Stated problem —
How does the interview about al-Qaida's hold on northern Mali go on after its last line? Continue it from there.

Text —
***
On the response of Algeria, a key player in the region

"They're very reluctant to get involved, and the reason for that is the Algerians have come up with a strategy for dealing with the al-Qaida extremists that works for them, and that is a sort of modified containment. They keep these people outside their borders. ... Generally, now, [al-Qaida in Mali] don't bother the Algerians [with some exceptions] and that worked for the Algerians. As long as they're outside the borders of Algeria, the Algerians don't really care what they do elsewhere, and so it has been difficult for Western powers ... to get the Algerians very excited or interested in what's going on immediately to the south of them."

On a possible role for France, the former colonial power

"The French recognize that they can't simply themselves go into northern Mali and take out the Islamist extremists because, you know, then they're simply back in their old role of colonial power. They don't want to do this. On the other hand, the Malians, under their breath, wish that they would. But were the French to do so, the political consequences would be severe, disastrous."

On al-Qaida in Mali's efforts to suppress culture in the region

"The al-Qaida group, especially in Timbuktu ... has set about the systematic destruction of the above-ground mausoleums — some of them centuries old — that the local people ... venerate because they contain the remains of people considered saints in the Sufi religion. And so they've systematically taken pickaxes and hammers to these monuments and leveled them, and this has been very, very shocking for the people in Timbuktu. They've expressed their horror to me over the phone shortly after having witnessed this. They've also banned any kind of music — and, of course, Mali has a very rich musical culture — but even so far as banning musical ring tones on cellphones. If they catch you with a cellphone that plays a tune, they'll confiscate it and they'll punish you. The only thing you can have on your cellphone is a verse from the Quran."

Copyright 2015 NPR. To see more, visit http://www.npr.org/.

Transcript

TERRY GROSS, HOST:

This is FRESH AIR. I'm Terry Gross. Islamic extremists have a new sanctuary in northern Mali, where Islamic forces took over last April. Northern Mali is now the largest al-Qaida-held territory in the world. Jihadi judges have been sentencing some people they've accused of theft with having a hand or foot amputated.

The Islamists who now control the north seized power during a period of instability following a military coup in Mali last March that overthrew the country's elected government. My guest is one of the few American journalists covering the story. Adam Nossiter is the West Africa bureau chief for the New York Times. Before that he was based in New Orleans and covered Hurricane Katrina. Adam Nossiter, welcome to FRESH AIR.

Reading your reports about what's going on in the north of Mali is reminding me of when I first heard about the Taliban, like, before 9/11, and it seemed so barbaric but so far away. Mali seems very far away. But I've learned that what happens far away can have a very direct effect here and around the world.

So before we talk about some of the barbaric punishments and other horrors in Northern Mali, I'd like to start by asking you: If the Islamic extremists maintain control in Mali, what does that mean for America? What does that mean globally?

ADAM NOSSITER: Well, it means that the Islamic extremists in Northern Mali, who are either affiliated with al-Qaida or directly in al-Qaida, have an enormous sanctuary in a very strategic region of the world. It's been called the largest al-Qaida-held territory on the planet. And I think in geographical terms, that's about right.

I think that from anybody's point of view, that has to be considered a threat of considerable proportions, less so perhaps for the U.S. than for Europe. This is right at Europe's doorstep, and so consequently the French are extremely agitated about it.
***
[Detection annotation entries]
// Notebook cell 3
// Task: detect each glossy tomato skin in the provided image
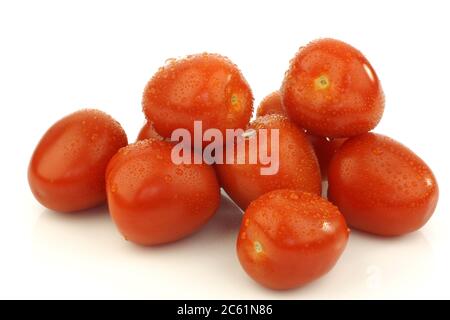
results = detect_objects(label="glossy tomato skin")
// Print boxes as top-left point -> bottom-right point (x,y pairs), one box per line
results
306,132 -> 347,180
328,133 -> 439,236
256,91 -> 287,117
142,53 -> 253,138
28,109 -> 128,212
137,121 -> 164,141
281,39 -> 384,138
237,189 -> 349,290
216,114 -> 321,210
106,139 -> 220,245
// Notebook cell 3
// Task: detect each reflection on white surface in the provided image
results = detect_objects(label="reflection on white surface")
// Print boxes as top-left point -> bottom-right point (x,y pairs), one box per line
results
29,190 -> 432,299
***
The reply —
But still, even for the U.S., I think it represents a threat. I mean this after all is a big expansive territory where al-Qaida fighters feel themselves in perfect security, and they're right. They control it absolutely.

GROSS: What's the mix of groups that control the north of Mali now? Because I know one of the groups is al-Qaida in the Islamic Maghreb, and they are a group that's been linked to the attack on the American consulate in Libya.

NOSSITER: Well yes, that's true, although there are no direct proofs of that. There are three principal Islamist groups that are in control in Northern Mali now. There's al-Qaida in the Islamic Maghreb. There is a group called Ansaruddin, which is made up of local ethnic Toureg fighters, allied with al-Qaida. And then there's an al-Qaida offshoot called the Movement for Oneness and Jihad in West Africa, which is really kind of a subset of al-Qaida.

So there are these three groups that control the north of Mali now, but it has to be said that the al-Qaida group appears to be the dominate one - both in terms of its aggression, in terms of its ability and willingness to fight and in terms of its armaments. So I think you can safely say that al-Qaida in the Islamic Maghreb dominates in Northern Mali, and in fact, the people in Northern Mali, those who are left, don't make any distinction between these three groups.

And they basically all lump them together as al-Qaida. And if you talk to them, which I do only, unfortunately, by telephone, they refer to them all as al-Qaida. And I think, for shorthand purposes, it's not inaccurate to do so.

GROSS: Did you say unfortunately you only talk to al-Qaida by telephone? Shouldn't you be saying fortunately you only talk to them by telephone?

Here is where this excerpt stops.